◆ **What this task involves**
Please copy each line in the records below that contains the string "jersey".

◆ **Data provided**

::::

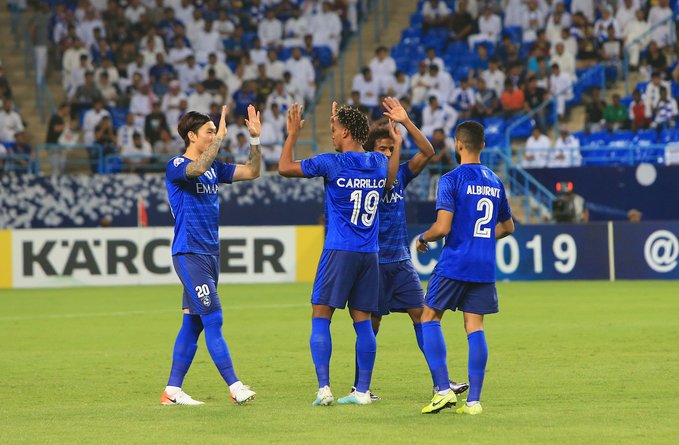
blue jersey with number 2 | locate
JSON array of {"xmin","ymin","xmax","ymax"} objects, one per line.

::::

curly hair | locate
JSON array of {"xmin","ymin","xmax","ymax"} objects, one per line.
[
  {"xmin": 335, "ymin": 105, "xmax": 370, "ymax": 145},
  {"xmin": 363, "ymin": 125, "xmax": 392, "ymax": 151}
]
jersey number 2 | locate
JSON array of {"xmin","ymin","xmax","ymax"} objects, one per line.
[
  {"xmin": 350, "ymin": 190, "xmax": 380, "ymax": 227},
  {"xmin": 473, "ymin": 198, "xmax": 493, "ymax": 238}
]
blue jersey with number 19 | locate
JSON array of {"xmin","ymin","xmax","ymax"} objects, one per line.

::::

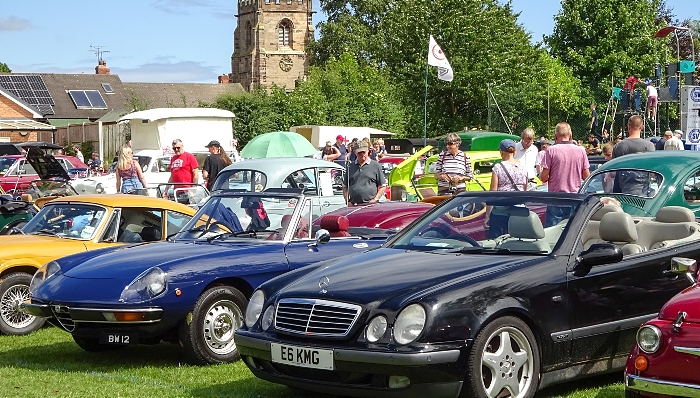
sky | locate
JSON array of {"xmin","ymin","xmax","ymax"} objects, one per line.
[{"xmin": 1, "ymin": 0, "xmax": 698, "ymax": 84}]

::::

◆ **Response to the exercise**
blue jersey with number 2 | locate
jersey number 2 | locate
blue jersey with number 19 | locate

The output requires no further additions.